:: Supplied passage ::
# IGO, GTG... could a technical trader give an opinion please?



## seaurchin (16 February 2005)

just asking for tech. opinion sorry cannot elaborate more have been told about the company and have bought in...already.
genetics & independence group.gold.cheers


----------



## tech/a (16 February 2005)

*Re: just asking IGO,GTG..could a technical trader give opinion please*

Probably wont be what youd like to hear or see but it is as it is.Hope they make a move for you sooner than later.


----------



## seaurchin (16 February 2005)

*Re: just asking IGO,GTG..could a technical trader give opinion please*

thank you so much tech/a....thats what exactly i needed to know unbiased opinion.
yes ...i did buy only last days and only on info. GTG listing nasdac and significant cash settlement in USA with huge company that GTG will be favourable outcome.

IGO....fundamentals jan 24..asx announcement quaterly report ..
very good record prod....recrdlow operating cost..762 tonnes nickel mined 
IMPORTANTLY ...RECORD 11.5MILL PRETAX PROFIT
HALF YEAR AFTER TAX EARNINGS PER SHARE  14.5CENTS??
THE STOCK IS TRADING @ 1.16 ABOUT SOMETHING DOES NOT ADD UP?
AND TODAY IT ANNOUNCED INTERIM 3CENTS PAYED IN aPRIL 05 XDIV MARCH.
CRICKEY ..WOULD THAT BE VERY UNDERAVLUED ? ON CURRENT PAYOUT
IF eps FOR FULL YEAR ABOUT 20CENTS CONSERVATIVE THEN DOES THAT MEAN IF ITS 1. 16..ITS TRADING AS LOW AS SAY 6 TIMES ??
:::
:: Dataset extract ::
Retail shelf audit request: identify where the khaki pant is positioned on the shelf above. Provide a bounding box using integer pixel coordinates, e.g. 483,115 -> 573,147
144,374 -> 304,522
:::
-- What you need to do --
**A)** In the IGO and GTG forum thread, what record pretax profit is given for IGO?
**B)** Write the next part of the IGO and GTG forum thread, picking up after its last sentence.
The data has nothing to do with the tasks.

-- Response list --
**A)** A record pretax profit of 11.5 million.

**B)**
OR I DON'T REALLY KNOW ....THANKS AGAIN '''APPRECIATED YOUR FAST RESPONSE AND TIME TO CHART THIS FOR ME ...CHEERS AND HOPE ONE DAY I CAN HELP YOU ? BUT MY SKILLS ARE SLOW AND SLOW LEARNER! CHEERS AGAIN.


----------



## jabberjaws (19 February 2005)

*Re: just asking IGO,GTG..could a technical trader give opinion please*

they have 3 ton of samples going off to lab this week...


----------



## seaurchin (22 February 2005)

*Re: just asking IGO,GTG..could a technical trader give opinion please*

forum...i saw some profit taking in IGO ..''independence Group''
I know charting will determine most peoples investment decisions and this makes sense ..being informed about the stock from a reliable source gives me 
the signal to buy more near here ..average up even if chart break from 120s cleaR 1.60 is a target but136- 140s will be the first hurdle i've been told...anyway its   been good so far..also 
community life..ok ...only GTG reversed ..and losing .safe trading.
no liability.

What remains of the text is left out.